> Task prompt
Among the lines below, copy exactly those from the one with "Query: wooden beam" through the one with "pixel 17 129", counting both ends.

Start of Provided data

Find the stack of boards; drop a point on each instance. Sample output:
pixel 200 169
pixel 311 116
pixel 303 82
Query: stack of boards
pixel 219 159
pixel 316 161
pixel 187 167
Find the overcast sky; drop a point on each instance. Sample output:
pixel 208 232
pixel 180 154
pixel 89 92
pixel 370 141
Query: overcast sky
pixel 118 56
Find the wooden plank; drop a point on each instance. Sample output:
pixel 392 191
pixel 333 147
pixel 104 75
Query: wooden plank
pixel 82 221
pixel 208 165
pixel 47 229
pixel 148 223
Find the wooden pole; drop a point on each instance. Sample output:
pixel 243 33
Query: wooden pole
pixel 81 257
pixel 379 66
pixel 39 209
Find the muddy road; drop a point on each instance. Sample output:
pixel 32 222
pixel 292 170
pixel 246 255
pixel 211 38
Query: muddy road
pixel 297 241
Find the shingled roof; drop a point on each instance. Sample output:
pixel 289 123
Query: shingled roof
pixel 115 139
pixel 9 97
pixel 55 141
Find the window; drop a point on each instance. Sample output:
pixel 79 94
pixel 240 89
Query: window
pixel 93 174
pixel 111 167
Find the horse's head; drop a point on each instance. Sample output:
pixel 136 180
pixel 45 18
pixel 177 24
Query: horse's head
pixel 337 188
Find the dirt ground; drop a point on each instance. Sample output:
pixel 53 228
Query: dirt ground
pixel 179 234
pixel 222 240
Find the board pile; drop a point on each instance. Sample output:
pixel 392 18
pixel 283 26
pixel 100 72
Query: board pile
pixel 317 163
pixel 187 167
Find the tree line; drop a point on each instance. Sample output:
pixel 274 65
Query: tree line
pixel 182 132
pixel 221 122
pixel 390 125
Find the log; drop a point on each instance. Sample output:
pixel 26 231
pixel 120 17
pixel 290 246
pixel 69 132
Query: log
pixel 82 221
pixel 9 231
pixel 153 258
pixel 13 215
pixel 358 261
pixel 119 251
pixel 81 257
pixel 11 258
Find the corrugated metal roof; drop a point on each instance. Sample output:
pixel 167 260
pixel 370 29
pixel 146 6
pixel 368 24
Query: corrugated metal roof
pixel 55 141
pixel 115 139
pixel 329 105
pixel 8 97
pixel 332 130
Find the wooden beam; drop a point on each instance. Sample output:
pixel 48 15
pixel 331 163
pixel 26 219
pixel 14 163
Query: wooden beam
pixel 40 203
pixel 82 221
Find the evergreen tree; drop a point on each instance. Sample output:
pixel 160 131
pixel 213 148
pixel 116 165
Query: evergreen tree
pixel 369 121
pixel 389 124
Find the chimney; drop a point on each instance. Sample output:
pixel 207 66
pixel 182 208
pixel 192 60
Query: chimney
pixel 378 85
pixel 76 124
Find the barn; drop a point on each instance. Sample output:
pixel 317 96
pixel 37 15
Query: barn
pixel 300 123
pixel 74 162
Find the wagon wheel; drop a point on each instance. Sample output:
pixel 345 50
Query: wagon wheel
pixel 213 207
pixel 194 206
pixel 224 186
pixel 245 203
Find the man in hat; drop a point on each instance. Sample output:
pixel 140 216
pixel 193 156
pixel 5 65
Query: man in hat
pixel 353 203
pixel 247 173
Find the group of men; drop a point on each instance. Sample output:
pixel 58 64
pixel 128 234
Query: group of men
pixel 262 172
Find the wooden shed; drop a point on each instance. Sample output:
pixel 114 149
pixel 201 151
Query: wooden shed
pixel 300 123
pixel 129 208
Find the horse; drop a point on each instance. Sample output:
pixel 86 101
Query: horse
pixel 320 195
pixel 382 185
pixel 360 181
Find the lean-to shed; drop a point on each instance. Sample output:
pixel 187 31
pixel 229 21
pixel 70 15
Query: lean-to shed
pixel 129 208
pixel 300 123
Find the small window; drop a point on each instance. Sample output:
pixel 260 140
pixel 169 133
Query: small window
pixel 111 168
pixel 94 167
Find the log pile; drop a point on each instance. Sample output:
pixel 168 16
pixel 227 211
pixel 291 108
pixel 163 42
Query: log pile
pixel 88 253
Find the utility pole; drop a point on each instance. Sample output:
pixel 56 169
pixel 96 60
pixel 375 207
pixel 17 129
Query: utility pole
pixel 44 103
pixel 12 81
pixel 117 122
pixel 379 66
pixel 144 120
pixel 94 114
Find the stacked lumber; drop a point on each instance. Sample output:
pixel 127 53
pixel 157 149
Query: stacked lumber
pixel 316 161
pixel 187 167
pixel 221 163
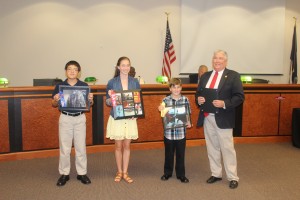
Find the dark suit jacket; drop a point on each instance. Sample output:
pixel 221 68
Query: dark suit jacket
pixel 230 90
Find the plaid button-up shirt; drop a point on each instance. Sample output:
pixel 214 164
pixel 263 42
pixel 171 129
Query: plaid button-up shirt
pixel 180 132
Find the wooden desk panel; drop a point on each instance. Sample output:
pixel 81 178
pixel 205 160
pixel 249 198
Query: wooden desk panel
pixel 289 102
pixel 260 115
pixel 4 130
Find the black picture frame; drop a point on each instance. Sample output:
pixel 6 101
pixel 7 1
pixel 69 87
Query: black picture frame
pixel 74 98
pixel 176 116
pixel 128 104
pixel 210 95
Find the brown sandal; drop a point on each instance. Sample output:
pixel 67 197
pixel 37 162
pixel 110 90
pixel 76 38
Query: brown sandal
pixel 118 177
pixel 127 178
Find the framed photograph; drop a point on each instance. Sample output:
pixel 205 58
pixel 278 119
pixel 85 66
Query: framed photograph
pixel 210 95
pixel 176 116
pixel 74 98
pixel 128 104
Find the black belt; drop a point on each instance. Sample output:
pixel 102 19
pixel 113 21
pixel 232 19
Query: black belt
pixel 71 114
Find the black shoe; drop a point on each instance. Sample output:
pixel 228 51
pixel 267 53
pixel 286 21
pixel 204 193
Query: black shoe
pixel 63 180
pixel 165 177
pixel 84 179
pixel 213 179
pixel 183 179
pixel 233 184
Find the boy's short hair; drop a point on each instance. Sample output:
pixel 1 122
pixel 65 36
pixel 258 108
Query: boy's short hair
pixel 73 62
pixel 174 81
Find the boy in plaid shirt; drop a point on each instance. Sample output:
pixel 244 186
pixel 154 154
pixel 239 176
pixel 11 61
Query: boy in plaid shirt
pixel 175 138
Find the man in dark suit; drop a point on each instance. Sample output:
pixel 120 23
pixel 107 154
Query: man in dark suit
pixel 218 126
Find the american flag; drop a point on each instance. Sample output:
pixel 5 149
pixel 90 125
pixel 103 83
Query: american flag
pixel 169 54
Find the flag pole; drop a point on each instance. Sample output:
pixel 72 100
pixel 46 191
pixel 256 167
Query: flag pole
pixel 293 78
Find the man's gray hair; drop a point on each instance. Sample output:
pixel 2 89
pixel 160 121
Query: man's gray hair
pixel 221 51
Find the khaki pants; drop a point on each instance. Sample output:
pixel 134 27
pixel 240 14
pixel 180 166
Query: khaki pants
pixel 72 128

End of Provided data

> Response to the task
Query: wooden beam
pixel 40 203
pixel 82 221
Find the evergreen tree; drop a point on each instance. Sample output:
pixel 160 131
pixel 213 148
pixel 116 165
Query: evergreen tree
pixel 369 121
pixel 389 124
Find the chimney; drop a point on each instance. Sample output:
pixel 207 66
pixel 182 208
pixel 192 60
Query: chimney
pixel 378 85
pixel 76 124
Find the barn; drop a point on each instance. Sample output:
pixel 317 96
pixel 37 15
Query: barn
pixel 300 123
pixel 74 162
Find the wagon wheel; drop a point on each instance. Sample output:
pixel 345 50
Query: wagon wheel
pixel 213 207
pixel 194 206
pixel 224 186
pixel 245 203
Find the man in hat; drop a point on each instance. Sample output:
pixel 140 216
pixel 193 156
pixel 5 65
Query: man in hat
pixel 353 203
pixel 247 173
Find the group of men; drop a point on each instance. Sample output:
pixel 58 64
pixel 128 234
Query: group of men
pixel 262 172
Find the wooden shed; drop a point on each instance. Sample output:
pixel 114 149
pixel 201 151
Query: wooden shed
pixel 300 123
pixel 129 208
Find the horse; drop a point on each instance. Sample output:
pixel 86 101
Query: horse
pixel 320 195
pixel 382 185
pixel 360 181
Find the lean-to shed; drop a point on each instance. Sample output:
pixel 187 31
pixel 229 21
pixel 70 15
Query: lean-to shed
pixel 129 208
pixel 300 123
Find the small window; drop a point on each instance. Sample output:
pixel 260 140
pixel 169 133
Query: small window
pixel 111 168
pixel 94 167
Find the log pile; drop a point on each instance. Sample output:
pixel 168 16
pixel 227 211
pixel 291 108
pixel 163 42
Query: log pile
pixel 88 253
Find the utility pole; drop a point on each instance. Sample output:
pixel 56 169
pixel 96 60
pixel 375 207
pixel 17 129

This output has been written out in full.